(Beginning of Given records)
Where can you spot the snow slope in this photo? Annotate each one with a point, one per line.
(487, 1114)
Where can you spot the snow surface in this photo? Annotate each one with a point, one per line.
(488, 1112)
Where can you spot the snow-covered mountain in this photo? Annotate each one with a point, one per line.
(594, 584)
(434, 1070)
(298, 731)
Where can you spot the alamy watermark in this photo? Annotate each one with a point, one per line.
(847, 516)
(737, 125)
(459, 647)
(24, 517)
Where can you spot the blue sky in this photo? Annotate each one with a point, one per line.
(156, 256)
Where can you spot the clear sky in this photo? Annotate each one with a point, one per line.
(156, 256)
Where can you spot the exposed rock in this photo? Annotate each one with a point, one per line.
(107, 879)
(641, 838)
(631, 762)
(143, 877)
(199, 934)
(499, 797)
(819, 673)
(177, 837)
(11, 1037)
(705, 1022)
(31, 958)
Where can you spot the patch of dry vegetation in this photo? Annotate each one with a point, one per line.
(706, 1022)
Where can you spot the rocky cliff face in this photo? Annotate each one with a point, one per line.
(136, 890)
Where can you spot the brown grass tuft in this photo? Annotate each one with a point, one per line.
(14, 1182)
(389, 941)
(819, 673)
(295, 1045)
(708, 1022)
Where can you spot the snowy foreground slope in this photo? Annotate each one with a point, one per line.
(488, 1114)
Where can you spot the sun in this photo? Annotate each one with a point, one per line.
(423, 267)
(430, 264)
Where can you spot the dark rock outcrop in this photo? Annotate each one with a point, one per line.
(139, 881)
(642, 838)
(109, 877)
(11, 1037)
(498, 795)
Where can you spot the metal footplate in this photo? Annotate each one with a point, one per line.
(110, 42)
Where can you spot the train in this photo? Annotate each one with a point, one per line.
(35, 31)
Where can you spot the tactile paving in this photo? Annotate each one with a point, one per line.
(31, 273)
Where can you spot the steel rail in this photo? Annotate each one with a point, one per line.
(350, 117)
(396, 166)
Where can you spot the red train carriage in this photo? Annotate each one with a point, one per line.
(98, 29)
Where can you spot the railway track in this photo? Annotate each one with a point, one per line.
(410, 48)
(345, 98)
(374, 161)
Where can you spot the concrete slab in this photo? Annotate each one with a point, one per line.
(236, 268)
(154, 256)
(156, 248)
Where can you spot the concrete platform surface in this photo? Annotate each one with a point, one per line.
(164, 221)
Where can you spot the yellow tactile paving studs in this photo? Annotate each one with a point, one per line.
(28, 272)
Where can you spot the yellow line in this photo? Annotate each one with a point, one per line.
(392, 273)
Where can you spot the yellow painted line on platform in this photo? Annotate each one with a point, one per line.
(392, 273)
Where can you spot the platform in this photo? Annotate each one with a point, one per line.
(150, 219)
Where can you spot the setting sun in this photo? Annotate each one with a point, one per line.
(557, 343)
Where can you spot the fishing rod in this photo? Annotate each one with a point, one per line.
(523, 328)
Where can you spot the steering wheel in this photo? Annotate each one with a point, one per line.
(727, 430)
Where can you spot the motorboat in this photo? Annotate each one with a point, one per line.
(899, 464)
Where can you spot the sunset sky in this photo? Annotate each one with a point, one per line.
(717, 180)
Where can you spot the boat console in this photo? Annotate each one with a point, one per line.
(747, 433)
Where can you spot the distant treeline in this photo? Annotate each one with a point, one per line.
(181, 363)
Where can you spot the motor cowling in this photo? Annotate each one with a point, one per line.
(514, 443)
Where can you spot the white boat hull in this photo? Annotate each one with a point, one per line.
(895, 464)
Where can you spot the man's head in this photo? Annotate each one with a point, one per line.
(End of Given records)
> What to work on: The answer should consist solely of the lines from the one that contains "Where can you spot the concrete platform" through the end of the material above, copied exactly.

> Response to this exercise:
Where can you spot the concrete platform surface in this photo? Annotate each one with a point, one per line.
(164, 221)
Where can you spot the yellow tactile paving studs in this photo? Annotate each one with a point, one per line.
(28, 272)
Where can you spot the yellow line in this photo? Annotate each one with a point, one per line.
(392, 273)
Where can you spot the yellow painted line on platform in this photo? Annotate each one with a point, one per line.
(392, 273)
Where can you spot the platform in this photo? Annotate each one with a point, one per line.
(150, 219)
Where can you spot the setting sun in this photo? Annotate each one with a point, one per line.
(557, 343)
Where can you spot the fishing rod in this photo? Annotate each one with a point, one per line.
(523, 328)
Where can you spot the steering wheel in this photo? Annotate each one with a point, one per line.
(727, 430)
Where can you spot the motorboat in this photo? Annotate each one with a point, one per line.
(899, 464)
Where can you spot the sunset sky in this photo? Annotate each one with a point, one per line.
(717, 180)
Where can you spot the boat console in this photo? Annotate each one with a point, one per line.
(747, 433)
Where can you spot the distant treeline in this photo? Annotate each one with a point, one per line.
(181, 363)
Where can you spot the motor cowling in this photo? Annotate each one with a point, one per line.
(514, 443)
Where can you spot the white boat hull in this photo? Annotate each one with a point, one per line.
(895, 464)
Where can you spot the man's head in this photo? Annotate each one with a point, one per line.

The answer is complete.